_DOCUMENT EXCERPT_

It's Islamism, stupid

For a moment there, I was hopeful.  Reading the opening paragraphs of Friedman’s NYT op-ed entitled “Tell It Like It Is,” I thought that, at last, a major MSM commentator was going to break ranks and point out forcibly that we are in an ideological war with Islamism and that if we don’t commit to that, then we have lost the ideological war and jeopardized the ground war.  Here is the paragraph I found hopeful:

When you don’t call things by their real name, you always get in trouble. And this administration, so fearful of being accused of Islamophobia, is refusing to make any link to radical Islam from the recent explosions of violence against civilians (most of them Muslims) by Boko Haram in Nigeria, by the Taliban in Pakistan, by Al Qaeda in Paris and by jihadists in Yemen and Iraq. We’ve entered the theater of the absurd.

But the rest of the article just brings up Islamists and jihadists and “angry young men” and never again mentions “radical Islam,” much less “Islamism.”  It ends up being a rather timid step in the right direction.

By contrast, the French conservative leader Marie Le Pen – who some would argue would now win the presidency of France – has come out forcibly criticizing French President François Hollande for being unwilling to target Islamism as the ideology propelling violent jihad.  “France, land of human rights and freedoms, was attacked on its own soil by a totalitarian ideology: Islamic fundamentalism.”

Her statements stand in contrast to the strangely conflicted position advanced by the French prime minister Manuel Valls, who somehow maintains that France is at war with radical Islam but not with the Muslim faith or any religion – as if radical Islam = radical Islamists.  But one mustn’t even mention “Islamism” for fear of contaminating Islam – the religion of peace.

_ACTIVITY 1_
Duplicate the stretch of the post on Islamism from "By contrast, the" through "religion of peace.".
_ACTIVITY 2_
In the post on Islamism, what is the title of Friedman's NYT op-ed?
_ACTIVITY 3_
Resume the post on Islamism after its last sentence.

_DATA LISTING_
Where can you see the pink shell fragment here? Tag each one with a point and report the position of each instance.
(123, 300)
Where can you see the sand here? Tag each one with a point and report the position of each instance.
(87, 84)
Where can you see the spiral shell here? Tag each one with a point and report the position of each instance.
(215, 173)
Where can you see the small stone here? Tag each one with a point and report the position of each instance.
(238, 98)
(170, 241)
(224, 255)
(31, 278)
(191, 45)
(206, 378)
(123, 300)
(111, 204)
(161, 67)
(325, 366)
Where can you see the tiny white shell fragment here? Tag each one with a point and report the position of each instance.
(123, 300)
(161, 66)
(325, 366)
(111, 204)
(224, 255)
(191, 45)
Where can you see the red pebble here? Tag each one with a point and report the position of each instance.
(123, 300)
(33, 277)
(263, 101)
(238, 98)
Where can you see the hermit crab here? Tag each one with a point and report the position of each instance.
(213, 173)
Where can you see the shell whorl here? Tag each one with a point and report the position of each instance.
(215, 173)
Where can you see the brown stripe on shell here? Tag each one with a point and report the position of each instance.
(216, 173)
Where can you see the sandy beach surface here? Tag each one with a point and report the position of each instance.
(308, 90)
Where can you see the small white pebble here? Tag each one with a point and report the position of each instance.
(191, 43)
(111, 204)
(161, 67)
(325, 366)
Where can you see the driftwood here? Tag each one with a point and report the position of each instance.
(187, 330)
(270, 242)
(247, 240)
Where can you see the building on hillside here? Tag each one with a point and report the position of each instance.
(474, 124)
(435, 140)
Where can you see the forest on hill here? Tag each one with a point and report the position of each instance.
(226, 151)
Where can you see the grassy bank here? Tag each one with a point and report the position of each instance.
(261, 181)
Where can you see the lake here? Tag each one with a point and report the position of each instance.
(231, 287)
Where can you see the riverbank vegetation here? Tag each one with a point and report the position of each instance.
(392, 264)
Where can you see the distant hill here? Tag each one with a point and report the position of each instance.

_ANSWER SECTION 1_
By contrast, the French conservative leader Marie Le Pen – who some would argue would now win the presidency of France – has come out forcibly criticizing French President François Hollande for being unwilling to target Islamism as the ideology propelling violent jihad.  “France, land of human rights and freedoms, was attacked on its own soil by a totalitarian ideology: Islamic fundamentalism.”

Her statements stand in contrast to the strangely conflicted position advanced by the French prime minister Manuel Valls, who somehow maintains that France is at war with radical Islam but not with the Muslim faith or any religion – as if radical Islam = radical Islamists.  But one mustn’t even mention “Islamism” for fear of contaminating Islam – the religion of peace.

_ANSWER SECTION 2_
"Tell It Like It Is."

_ANSWER SECTION 3_
But the phrase “radical Islam” is gaining traction in the discussion of terrorist organizations and, inadvertently or not, this is to admit the ideological component driving radical Islamists.  At a certain point, it must be admitted that we are in an ideological war.  Shall we say the camel’s nose is in the tent?

The bottom line is that whether or not Islam can really be divorced from Islamism, it is strategically important to target Islamism as the ideological driving force and justification for violent jihadists.  It is not just a drones-in-the-air and boots-on-the-ground war; it is also an ideological war.  If Islamism is not discredited as the violent, inhumane theo-fascist ideology it is, then no matter how many terrorist cells are destroyed, it will breed more and more jihadists committing gruesome acts of horror.  It is reported that ISIS has now taken to beheading educated women.

The reason why there are Islamists is because there is Islamism.  The reason why there are Islamo-fascists is because there is Islamo-fascism.  There would have been no Marxists without Marxism.  There would have been no Nazis without Nazism.  How hard is that?